Stored data entries:
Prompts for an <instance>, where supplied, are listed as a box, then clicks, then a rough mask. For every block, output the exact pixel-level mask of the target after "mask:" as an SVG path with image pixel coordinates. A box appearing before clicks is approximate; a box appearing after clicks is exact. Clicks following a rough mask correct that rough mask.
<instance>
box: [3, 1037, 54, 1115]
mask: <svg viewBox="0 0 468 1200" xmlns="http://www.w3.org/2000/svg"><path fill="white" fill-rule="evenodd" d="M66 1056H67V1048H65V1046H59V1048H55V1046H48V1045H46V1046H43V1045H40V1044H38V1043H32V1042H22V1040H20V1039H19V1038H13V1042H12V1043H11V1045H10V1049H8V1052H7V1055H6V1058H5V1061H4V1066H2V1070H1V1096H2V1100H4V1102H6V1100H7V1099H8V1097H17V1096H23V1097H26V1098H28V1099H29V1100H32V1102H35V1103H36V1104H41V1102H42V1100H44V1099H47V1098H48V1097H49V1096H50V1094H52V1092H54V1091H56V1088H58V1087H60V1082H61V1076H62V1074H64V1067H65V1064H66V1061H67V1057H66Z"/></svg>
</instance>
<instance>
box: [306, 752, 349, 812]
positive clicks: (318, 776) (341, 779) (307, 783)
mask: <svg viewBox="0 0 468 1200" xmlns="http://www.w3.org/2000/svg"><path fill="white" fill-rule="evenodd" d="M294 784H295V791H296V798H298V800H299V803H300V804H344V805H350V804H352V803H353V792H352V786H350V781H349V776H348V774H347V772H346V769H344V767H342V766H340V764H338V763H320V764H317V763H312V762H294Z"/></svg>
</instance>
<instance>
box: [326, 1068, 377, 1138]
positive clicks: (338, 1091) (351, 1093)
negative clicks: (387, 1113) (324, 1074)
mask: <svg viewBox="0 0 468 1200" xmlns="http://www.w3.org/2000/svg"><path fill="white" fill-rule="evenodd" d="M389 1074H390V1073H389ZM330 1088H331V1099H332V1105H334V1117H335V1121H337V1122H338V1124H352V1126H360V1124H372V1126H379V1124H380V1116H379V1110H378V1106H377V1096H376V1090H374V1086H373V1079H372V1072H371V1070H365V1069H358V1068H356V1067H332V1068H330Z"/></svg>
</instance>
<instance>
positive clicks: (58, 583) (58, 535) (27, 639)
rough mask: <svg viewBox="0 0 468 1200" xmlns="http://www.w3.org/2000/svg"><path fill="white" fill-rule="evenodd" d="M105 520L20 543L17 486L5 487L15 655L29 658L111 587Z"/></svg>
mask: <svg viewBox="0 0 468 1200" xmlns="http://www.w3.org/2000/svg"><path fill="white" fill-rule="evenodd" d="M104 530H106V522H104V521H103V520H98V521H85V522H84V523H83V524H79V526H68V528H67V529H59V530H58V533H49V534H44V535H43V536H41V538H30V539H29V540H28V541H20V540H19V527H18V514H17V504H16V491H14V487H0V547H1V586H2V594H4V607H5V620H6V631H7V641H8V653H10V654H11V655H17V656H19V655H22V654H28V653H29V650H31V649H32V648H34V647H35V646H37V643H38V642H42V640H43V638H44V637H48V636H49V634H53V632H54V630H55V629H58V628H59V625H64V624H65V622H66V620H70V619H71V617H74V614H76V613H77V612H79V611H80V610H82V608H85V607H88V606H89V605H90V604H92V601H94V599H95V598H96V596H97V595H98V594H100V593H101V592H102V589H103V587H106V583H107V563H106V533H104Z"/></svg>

▶ _Written task_
Reproduce every row above verbatim, without changing a single character.

▶ _Solution_
Prompts for an <instance>, where supplied, are listed as a box, then clicks, then a rough mask. For every block, output the exact pixel-level mask of the target after "mask:" as an SVG path with image pixel coordinates. A box appearing before clicks is approximate; a box appearing after clicks is exact. Clicks following a rough mask correct that rough mask.
<instance>
box: [3, 1037, 54, 1115]
mask: <svg viewBox="0 0 468 1200" xmlns="http://www.w3.org/2000/svg"><path fill="white" fill-rule="evenodd" d="M66 1056H67V1048H65V1046H59V1048H55V1046H48V1045H46V1046H43V1045H40V1044H38V1043H32V1042H22V1040H20V1039H19V1038H13V1042H12V1043H11V1045H10V1049H8V1052H7V1055H6V1058H5V1061H4V1066H2V1070H1V1096H2V1100H4V1102H6V1100H7V1099H8V1097H17V1096H23V1097H26V1098H28V1099H29V1100H32V1102H35V1103H36V1104H41V1102H42V1100H44V1099H47V1098H48V1097H49V1096H50V1094H52V1092H54V1091H56V1088H58V1087H60V1082H61V1076H62V1074H64V1067H65V1064H66V1061H67V1057H66Z"/></svg>
</instance>
<instance>
box: [306, 752, 349, 812]
positive clicks: (318, 776) (341, 779) (307, 783)
mask: <svg viewBox="0 0 468 1200" xmlns="http://www.w3.org/2000/svg"><path fill="white" fill-rule="evenodd" d="M294 784H295V791H296V798H298V800H299V803H300V804H344V805H350V804H352V803H353V792H352V786H350V781H349V776H348V774H347V772H346V769H344V767H342V766H340V764H338V763H320V764H317V763H312V762H294Z"/></svg>
</instance>
<instance>
box: [326, 1068, 377, 1138]
positive clicks: (338, 1091) (351, 1093)
negative clicks: (387, 1113) (324, 1074)
mask: <svg viewBox="0 0 468 1200" xmlns="http://www.w3.org/2000/svg"><path fill="white" fill-rule="evenodd" d="M389 1074H390V1073H389ZM330 1088H331V1099H332V1105H334V1117H335V1121H337V1122H338V1124H352V1126H360V1124H372V1126H379V1124H380V1116H379V1110H378V1106H377V1096H376V1090H374V1086H373V1079H372V1072H371V1070H365V1069H358V1068H356V1067H332V1068H330Z"/></svg>
</instance>
<instance>
positive clicks: (58, 583) (58, 535) (27, 639)
rough mask: <svg viewBox="0 0 468 1200" xmlns="http://www.w3.org/2000/svg"><path fill="white" fill-rule="evenodd" d="M105 520L20 543L17 486L5 487L15 655L29 658L111 587Z"/></svg>
mask: <svg viewBox="0 0 468 1200" xmlns="http://www.w3.org/2000/svg"><path fill="white" fill-rule="evenodd" d="M104 530H106V522H104V521H103V520H98V521H85V522H84V523H83V524H79V526H68V528H67V529H59V530H58V533H49V534H44V535H43V536H41V538H30V539H29V540H28V541H20V540H19V527H18V514H17V504H16V491H14V487H0V547H1V586H2V594H4V607H5V620H6V631H7V641H8V653H10V654H11V655H17V656H19V655H22V654H28V653H29V650H31V649H32V648H34V647H35V646H37V643H38V642H42V640H43V638H44V637H48V636H49V634H53V632H54V630H55V629H58V628H59V625H64V624H65V622H66V620H70V619H71V617H74V614H76V613H77V612H79V611H80V610H82V608H85V607H88V606H89V605H90V604H92V601H94V599H95V598H96V596H97V595H98V594H100V593H101V592H102V589H103V587H106V583H107V563H106V533H104Z"/></svg>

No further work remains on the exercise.